Render each line of the records below as a Markdown table with two columns, Row and Line, numbering the rows from 1 and leaving out blank lines.

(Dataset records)
<<<<
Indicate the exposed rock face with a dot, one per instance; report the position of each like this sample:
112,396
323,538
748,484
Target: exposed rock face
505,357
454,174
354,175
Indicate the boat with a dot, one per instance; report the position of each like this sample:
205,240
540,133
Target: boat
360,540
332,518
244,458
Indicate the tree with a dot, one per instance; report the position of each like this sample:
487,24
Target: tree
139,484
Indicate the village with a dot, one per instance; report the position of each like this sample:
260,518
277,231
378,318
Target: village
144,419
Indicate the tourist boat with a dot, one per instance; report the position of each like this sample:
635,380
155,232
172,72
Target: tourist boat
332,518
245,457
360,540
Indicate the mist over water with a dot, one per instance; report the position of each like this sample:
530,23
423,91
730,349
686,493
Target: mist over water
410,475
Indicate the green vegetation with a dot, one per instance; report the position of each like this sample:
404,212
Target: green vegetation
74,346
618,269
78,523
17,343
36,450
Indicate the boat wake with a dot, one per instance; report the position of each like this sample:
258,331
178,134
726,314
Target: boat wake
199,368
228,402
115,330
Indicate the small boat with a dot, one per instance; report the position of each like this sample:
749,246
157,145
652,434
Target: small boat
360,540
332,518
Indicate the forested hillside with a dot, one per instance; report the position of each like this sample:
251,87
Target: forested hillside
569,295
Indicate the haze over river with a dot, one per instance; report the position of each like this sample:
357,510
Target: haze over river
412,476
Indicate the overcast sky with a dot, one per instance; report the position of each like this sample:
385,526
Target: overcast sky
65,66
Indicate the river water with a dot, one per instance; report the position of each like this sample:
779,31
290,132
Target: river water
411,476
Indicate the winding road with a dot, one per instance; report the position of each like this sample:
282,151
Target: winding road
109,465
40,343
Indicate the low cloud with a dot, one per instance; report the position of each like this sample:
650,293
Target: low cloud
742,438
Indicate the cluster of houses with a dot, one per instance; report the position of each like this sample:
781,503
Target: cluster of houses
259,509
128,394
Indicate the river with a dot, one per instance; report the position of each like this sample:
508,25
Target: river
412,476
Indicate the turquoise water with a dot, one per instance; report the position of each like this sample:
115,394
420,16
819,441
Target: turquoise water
>>>>
-- FINISHED TASK --
| Row | Line |
|---|---|
| 1 | Indicate the exposed rock face with a dot, one per instance; report the position of each like this sample: |
| 2 | 112,396 |
| 3 | 323,538 |
| 4 | 748,484 |
| 5 | Target: exposed rock face |
| 6 | 505,357 |
| 7 | 454,174 |
| 8 | 354,175 |
| 9 | Indicate the boat with a dot, one per instance; report the position of each like this sample: |
| 10 | 205,240 |
| 11 | 540,133 |
| 12 | Target: boat |
| 13 | 360,540 |
| 14 | 332,518 |
| 15 | 244,458 |
| 16 | Indicate the tree with a dot, one per instance; report the position of each like this sample: |
| 17 | 487,24 |
| 18 | Target: tree |
| 19 | 139,484 |
| 20 | Indicate the village with a dot, one per instance; report the position of each like this sample: |
| 21 | 260,518 |
| 22 | 277,231 |
| 23 | 378,318 |
| 24 | Target: village |
| 25 | 144,419 |
| 26 | Indicate the tourist boat with a dot, one per instance; report the position of each like this sample: |
| 27 | 635,380 |
| 28 | 155,232 |
| 29 | 172,72 |
| 30 | Target: tourist boat |
| 31 | 332,518 |
| 32 | 245,457 |
| 33 | 360,540 |
| 34 | Indicate the mist over water with a dot, one per instance; report the position of each like this sample: |
| 35 | 530,23 |
| 36 | 423,91 |
| 37 | 730,349 |
| 38 | 686,493 |
| 39 | Target: mist over water |
| 40 | 410,475 |
| 41 | Indicate the green vegetation with a dot, one per instance; report the position of each like this sample: |
| 42 | 404,212 |
| 43 | Target: green vegetation |
| 44 | 74,346 |
| 45 | 618,269 |
| 46 | 78,523 |
| 47 | 17,343 |
| 48 | 36,450 |
| 49 | Indicate the boat wake with a dot, one per instance; report the position of each like this sample: |
| 50 | 258,331 |
| 51 | 178,134 |
| 52 | 726,314 |
| 53 | Target: boat wake |
| 54 | 199,368 |
| 55 | 228,402 |
| 56 | 115,330 |
| 57 | Indicate the small boat with a dot, one per instance; report the position of each like this sample: |
| 58 | 749,246 |
| 59 | 157,145 |
| 60 | 652,434 |
| 61 | Target: small boat |
| 62 | 360,540 |
| 63 | 332,518 |
| 64 | Indicate the forested hillside with a dot, one per instance; report the position of each like this sample: |
| 65 | 251,87 |
| 66 | Target: forested hillside |
| 67 | 569,295 |
| 68 | Indicate the haze over river with a dot, one per instance; report the position of each like this sample: |
| 69 | 357,510 |
| 70 | Target: haze over river |
| 71 | 412,476 |
| 72 | Indicate the overcast sky with a dot, one per instance; report the position of each like this sample: |
| 73 | 385,526 |
| 74 | Target: overcast sky |
| 75 | 65,66 |
| 76 | Indicate the river water with a dot, one per instance; report the position of each like this sample: |
| 77 | 779,31 |
| 78 | 290,132 |
| 79 | Target: river water |
| 80 | 411,476 |
| 81 | Indicate the winding road with a dot, one per instance; report the position of each like this sample: |
| 82 | 282,151 |
| 83 | Target: winding road |
| 84 | 109,465 |
| 85 | 40,343 |
| 86 | Indicate the low cloud with a dot, one per instance; report the position of each like this sample: |
| 87 | 650,293 |
| 88 | Target: low cloud |
| 89 | 742,438 |
| 90 | Indicate the cluster of houses with a dot, one per instance; report the position of each like this sample: |
| 91 | 781,503 |
| 92 | Target: cluster of houses |
| 93 | 259,509 |
| 94 | 128,394 |
| 95 | Indicate the river with a dot, one per instance; report the position of each like this sample: |
| 96 | 508,25 |
| 97 | Target: river |
| 98 | 412,476 |
| 99 | Indicate the turquoise water with a dot, one per instance; report the position of each like this sample: |
| 100 | 115,394 |
| 101 | 420,16 |
| 102 | 819,441 |
| 103 | Target: turquoise water |